_EXTRACT TO READ_
To make this easy, we're going to compile rl_experiment, which should cause rosmake to compile all the packages. In the future though, you can just compile whatever package you're modifying or using. Compile rl_experiment with the following command:
rosmake rl_experiment
This should compile cleanly without errors.
Running experiments
There are two ways to run experiments. You can start an agent and environment separately and have them communicate with the ROS messages defined in the rl_msgs package. The rl_msgs package defines a set of ROS messages for the agent and environment to communicate. These are similar to the messages used in RL-Glue (Tanner and White 2009), but simplified and defined in the ROS message format. Or you can run experiments using the rl_experiment package, which creates an agent and environment object and calls their methods directly.

_RECORDS FOR THIS EXERCISE_
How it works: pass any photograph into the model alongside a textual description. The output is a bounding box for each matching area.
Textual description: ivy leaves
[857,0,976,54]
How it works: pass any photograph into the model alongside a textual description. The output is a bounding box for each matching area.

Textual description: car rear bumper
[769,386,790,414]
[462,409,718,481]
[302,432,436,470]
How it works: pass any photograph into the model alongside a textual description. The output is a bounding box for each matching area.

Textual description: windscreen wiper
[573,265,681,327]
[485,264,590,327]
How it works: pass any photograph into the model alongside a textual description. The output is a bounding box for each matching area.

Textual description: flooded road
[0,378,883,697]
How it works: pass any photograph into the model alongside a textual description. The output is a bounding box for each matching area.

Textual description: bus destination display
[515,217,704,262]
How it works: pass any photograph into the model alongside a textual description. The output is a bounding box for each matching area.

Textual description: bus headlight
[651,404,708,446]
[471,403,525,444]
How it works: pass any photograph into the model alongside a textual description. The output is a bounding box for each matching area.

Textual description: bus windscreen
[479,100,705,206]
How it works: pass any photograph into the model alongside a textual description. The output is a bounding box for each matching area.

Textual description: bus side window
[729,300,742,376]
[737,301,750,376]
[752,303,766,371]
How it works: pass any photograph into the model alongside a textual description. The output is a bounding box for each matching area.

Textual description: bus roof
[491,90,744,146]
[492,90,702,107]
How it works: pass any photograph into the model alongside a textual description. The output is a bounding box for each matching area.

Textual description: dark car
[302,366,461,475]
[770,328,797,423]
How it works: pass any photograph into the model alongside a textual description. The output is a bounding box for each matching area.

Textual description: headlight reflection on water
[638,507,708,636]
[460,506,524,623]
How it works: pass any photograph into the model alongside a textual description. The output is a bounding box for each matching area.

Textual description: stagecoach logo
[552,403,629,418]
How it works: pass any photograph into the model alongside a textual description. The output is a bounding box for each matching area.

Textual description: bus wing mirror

_PROBLEMS TO SOLVE_
**a.** In the ROS tutorial, which package defines the messages that the agent and environment use to communicate?
**b.** Update the part of the rows that opens with their first line and closes with the line containing "[0,378,883,697]", both included, by changing "windscreen wiper" to "windshield wiper" and leaving everything else unchanged. Give only those lines.

_TASK-BY-TASK OUTPUTS_
**a.** The rl_msgs package.

**b.**
How it works: pass any photograph into the model alongside a textual description. The output is a bounding box for each matching area.
Textual description: ivy leaves
[857,0,976,54]
How it works: pass any photograph into the model alongside a textual description. The output is a bounding box for each matching area.

Textual description: car rear bumper
[769,386,790,414]
[462,409,718,481]
[302,432,436,470]
How it works: pass any photograph into the model alongside a textual description. The output is a bounding box for each matching area.

Textual description: windshield wiper
[573,265,681,327]
[485,264,590,327]
How it works: pass any photograph into the model alongside a textual description. The output is a bounding box for each matching area.

Textual description: flooded road
[0,378,883,697]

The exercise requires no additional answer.